━━ Records shown

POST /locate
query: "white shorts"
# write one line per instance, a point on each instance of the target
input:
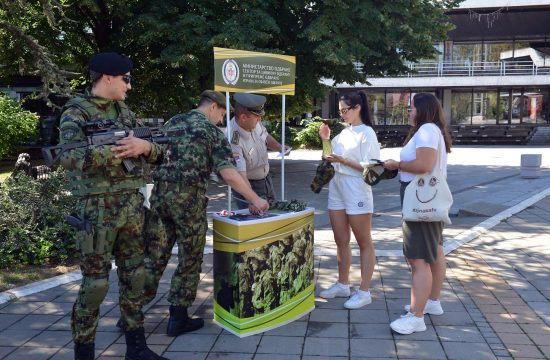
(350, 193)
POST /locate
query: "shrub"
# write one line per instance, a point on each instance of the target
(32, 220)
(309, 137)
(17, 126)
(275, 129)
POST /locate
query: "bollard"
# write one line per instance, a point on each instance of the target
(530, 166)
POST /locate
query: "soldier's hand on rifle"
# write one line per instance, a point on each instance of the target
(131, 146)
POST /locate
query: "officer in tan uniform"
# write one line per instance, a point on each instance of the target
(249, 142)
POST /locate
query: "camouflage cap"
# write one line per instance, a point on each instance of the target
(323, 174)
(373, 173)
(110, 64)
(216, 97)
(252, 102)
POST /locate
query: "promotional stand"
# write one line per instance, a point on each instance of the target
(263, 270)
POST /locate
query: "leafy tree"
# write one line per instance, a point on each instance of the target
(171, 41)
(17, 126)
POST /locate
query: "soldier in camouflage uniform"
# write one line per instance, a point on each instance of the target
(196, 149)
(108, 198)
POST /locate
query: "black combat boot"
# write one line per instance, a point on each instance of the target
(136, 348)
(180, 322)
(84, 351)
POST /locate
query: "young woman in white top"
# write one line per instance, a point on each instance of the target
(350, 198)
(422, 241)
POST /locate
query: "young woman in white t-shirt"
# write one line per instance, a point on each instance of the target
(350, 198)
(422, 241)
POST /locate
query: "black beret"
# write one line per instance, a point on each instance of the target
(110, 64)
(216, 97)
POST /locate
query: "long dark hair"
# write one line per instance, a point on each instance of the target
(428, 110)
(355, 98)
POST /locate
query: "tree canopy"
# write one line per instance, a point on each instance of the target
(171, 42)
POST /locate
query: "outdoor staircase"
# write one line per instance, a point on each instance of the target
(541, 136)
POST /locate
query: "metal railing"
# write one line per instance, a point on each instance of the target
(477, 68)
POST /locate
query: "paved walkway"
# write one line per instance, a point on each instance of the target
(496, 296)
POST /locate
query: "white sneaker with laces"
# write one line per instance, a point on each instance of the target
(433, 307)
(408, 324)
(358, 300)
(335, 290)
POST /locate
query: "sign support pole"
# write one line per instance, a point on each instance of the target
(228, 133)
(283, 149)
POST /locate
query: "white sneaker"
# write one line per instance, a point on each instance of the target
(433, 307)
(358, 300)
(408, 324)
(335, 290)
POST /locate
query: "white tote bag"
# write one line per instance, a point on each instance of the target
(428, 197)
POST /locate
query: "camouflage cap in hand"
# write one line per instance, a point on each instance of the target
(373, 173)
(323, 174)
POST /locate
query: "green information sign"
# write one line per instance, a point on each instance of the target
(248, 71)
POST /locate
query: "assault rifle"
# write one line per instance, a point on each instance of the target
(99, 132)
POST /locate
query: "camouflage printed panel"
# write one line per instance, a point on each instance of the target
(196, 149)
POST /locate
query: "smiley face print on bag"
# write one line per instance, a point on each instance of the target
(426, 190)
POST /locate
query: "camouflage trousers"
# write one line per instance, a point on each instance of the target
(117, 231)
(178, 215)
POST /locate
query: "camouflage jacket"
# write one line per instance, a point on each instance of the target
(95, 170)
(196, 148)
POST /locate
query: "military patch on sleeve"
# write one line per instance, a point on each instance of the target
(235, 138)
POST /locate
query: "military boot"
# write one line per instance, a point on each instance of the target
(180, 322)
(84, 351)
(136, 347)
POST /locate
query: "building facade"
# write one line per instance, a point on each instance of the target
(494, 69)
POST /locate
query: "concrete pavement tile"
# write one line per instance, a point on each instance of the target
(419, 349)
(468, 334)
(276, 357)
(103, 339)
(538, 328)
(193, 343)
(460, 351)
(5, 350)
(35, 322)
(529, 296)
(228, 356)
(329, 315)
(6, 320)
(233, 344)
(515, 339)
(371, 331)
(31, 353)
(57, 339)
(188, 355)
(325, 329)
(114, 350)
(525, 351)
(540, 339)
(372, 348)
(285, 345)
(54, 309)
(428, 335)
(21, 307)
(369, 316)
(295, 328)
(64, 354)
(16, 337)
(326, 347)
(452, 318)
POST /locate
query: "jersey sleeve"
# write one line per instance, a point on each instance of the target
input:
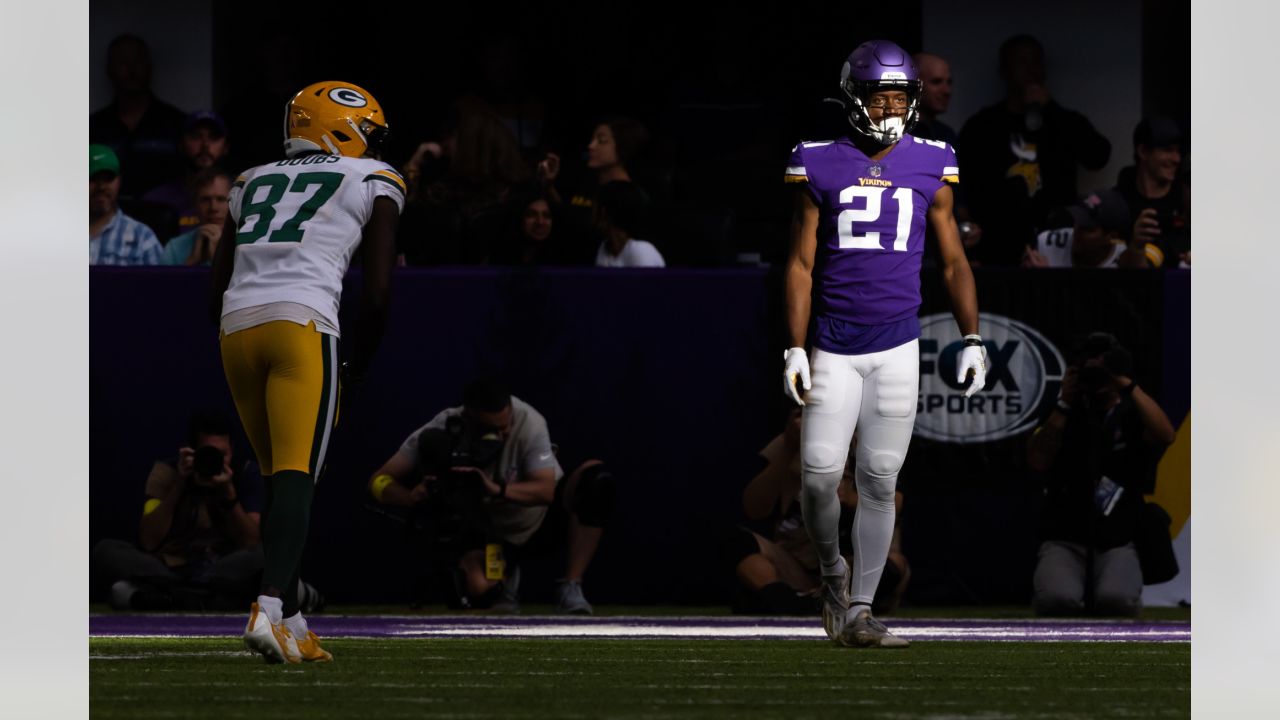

━━━━

What is expected. Return every line of the material that contains the string "sneaker", treating uppercase and lowercase letters as different.

Final result.
query: "white sneaker with laces"
query: "white sneaker"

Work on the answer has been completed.